#### Set task:
Reproduce the material word for word, from the first line containing "man's face, then" through the end of the material, inclusive.
•••
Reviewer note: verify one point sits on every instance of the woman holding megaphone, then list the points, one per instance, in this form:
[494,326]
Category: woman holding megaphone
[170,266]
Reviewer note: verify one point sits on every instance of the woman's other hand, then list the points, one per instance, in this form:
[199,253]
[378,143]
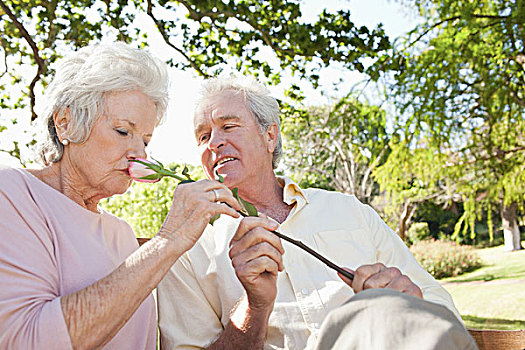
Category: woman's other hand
[194,204]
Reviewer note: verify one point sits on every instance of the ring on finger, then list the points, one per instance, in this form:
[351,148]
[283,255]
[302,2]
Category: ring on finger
[216,192]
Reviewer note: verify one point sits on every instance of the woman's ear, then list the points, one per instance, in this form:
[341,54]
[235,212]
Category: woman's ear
[271,135]
[62,120]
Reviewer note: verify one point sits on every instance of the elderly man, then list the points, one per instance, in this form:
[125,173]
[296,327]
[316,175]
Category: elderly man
[237,289]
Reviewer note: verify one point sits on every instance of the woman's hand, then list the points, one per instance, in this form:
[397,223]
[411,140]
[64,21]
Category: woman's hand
[194,204]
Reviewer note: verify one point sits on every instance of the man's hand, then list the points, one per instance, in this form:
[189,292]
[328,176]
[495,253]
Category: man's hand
[256,256]
[379,276]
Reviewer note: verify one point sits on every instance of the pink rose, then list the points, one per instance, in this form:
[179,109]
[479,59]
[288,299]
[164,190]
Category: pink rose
[142,170]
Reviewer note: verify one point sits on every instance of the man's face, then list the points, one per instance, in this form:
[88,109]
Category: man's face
[230,141]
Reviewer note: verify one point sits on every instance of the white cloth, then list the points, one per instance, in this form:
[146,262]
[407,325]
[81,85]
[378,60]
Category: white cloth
[198,293]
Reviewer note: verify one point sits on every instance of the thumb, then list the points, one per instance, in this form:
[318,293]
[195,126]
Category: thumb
[346,279]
•••
#### Solved problem:
Reviewer note: verify one point sits on every instance of the man's face, then list the points, one per instance, in this form:
[88,109]
Category: man's face
[230,141]
Reviewer note: verify one point sits on every instance of the white cloth, then list the points, one per instance, in this form:
[146,262]
[407,325]
[81,85]
[378,60]
Category: white cloth
[198,293]
Reviewer note: verify one point sits on every instance of the thumb, then list the points, one per instance, in this form:
[318,293]
[195,126]
Category: thumb
[346,279]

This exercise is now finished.